■ **Extract provided**
You should purchase one or more general field guides for rock and minerals. The three most popular field guides for identifying rocks and minerals are: "The Peterson Field Guide to Rocks and Minerals", "The Audubon Field Guide to North American Rocks and Minerals" and "Simon & Schuster's Guide to Rocks and Minerals". You might want to browse through all three at a bookstore or check out the links above to see which one you like best or, better yet, buy all three.

Rock and Mineral Identification
While most field collecting guides offer basic information about rock and minerals, you will need to learn about a systematic approach to using such things as mineral hardness, streak, luster, cleavage, and so forth. There is an online resource called the Mineral Identification Key II that you should check out that will help you identify unknown minerals. You will find all the information you need to identify the more common minerals, plus some not so common ones. Click on the logo to the right to proceed to the key.

The Experience is the "Payoff"
You have likely heard all sorts of get-rich rockhounding tales. For instance, you may get quite an inflated value of gems found at certain commercial operations from unscrupulous owners in an effort to draw in more customers. The truth is that you stand very little chance of making any money rockhounding, so if you are getting into the hobby for profit instead of fun, then you are most likely going to be sorely disappointed. But, if you are looking to spend a day whereby the actual experience is the "payoff", then you will be in constant luck while rockhounding.

Patience and Optimism
Keep in mind that becoming an accomplished rockhound takes time, so be patient and watch and learn from experienced and reputable rockhounds. Also, always maintain an optimistic attitude because it is always possible to find your gem of a lifetime on any given day and this is more likely to happen in a "positive world". And remember that sooner or later even a dog will find a bone that it didn't remember burying, so just keep hounding.

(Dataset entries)

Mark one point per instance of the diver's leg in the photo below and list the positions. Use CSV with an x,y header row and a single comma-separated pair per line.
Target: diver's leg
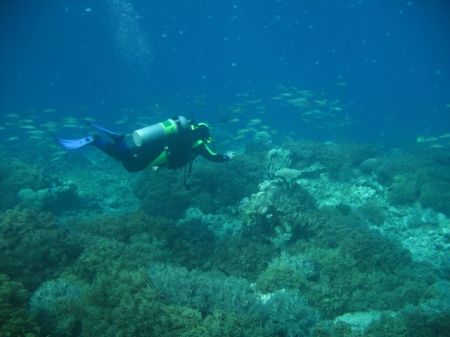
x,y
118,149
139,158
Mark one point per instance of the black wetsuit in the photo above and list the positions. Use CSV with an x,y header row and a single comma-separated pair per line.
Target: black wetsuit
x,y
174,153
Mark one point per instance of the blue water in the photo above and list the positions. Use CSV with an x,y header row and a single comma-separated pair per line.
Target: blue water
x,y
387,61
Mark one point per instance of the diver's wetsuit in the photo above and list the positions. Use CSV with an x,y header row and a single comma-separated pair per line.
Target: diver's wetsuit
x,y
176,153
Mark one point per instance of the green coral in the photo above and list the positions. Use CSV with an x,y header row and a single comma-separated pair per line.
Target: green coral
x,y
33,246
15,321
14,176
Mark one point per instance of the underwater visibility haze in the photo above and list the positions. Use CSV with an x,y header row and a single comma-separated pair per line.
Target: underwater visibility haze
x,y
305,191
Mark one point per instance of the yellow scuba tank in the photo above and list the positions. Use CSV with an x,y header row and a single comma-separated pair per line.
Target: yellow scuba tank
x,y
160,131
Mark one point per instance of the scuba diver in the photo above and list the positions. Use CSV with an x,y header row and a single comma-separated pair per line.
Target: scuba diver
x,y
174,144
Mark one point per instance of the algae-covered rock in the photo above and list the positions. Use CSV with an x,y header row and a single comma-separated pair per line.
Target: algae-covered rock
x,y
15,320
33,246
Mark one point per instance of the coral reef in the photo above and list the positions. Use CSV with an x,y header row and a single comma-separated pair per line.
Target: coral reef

■ **Work task 1**
Name the three popular field guides for identifying rocks and minerals that the rockhounding tips list.
■ **Work task 2**
Carry the rockhounding tips forward, starting right after their final sentence.

■ **Response box 1**
"The Peterson Field Guide to Rocks and Minerals", "The Audubon Field Guide to North American Rocks and Minerals", and "Simon & Schuster's Guide to Rocks and Minerals"

■ **Response box 2**
Quality Friendship
My greatest advice to any new rockhound is to seek out quality friendship and the rocks and minerals will follow. I wrote and posted the following on to illustrate my rockhounding philosophy:

A rockhounding field trip involves much more than collecting rocks and minerals. For my wife Chrissy and myself, finding a specimen worth keeping is just a bonus to any day spent in the field with like-minded rockhounds. Most of our friends were met on rockhounding excursions and getting together with them to swap stories, jokes and life events is far more valuable to us than any rock could ever be. While finding a decent specimen is never a certainty, laughter and good will are usually guaranteed. Beyond the friendship and camaraderie, the simple act of spending time in the great outdoors has its own unique rewards. Hiking a forest trail and enjoying a spring explosion of wildflowers or coming upon a mother deer with fawns can almost make us forget about the collecting location that we had started out to find. And as if all this wasn't enough, there still exists the chance to uncover a breathtaking rock or mineral. Even at locations where we have collected many times, we never know when we will turn over just the right rock to uncover the gem of a lifetime. But even when this doesn't happen, we are able to enjoy the countless other blessings that come with a day spent rockhounding with friends.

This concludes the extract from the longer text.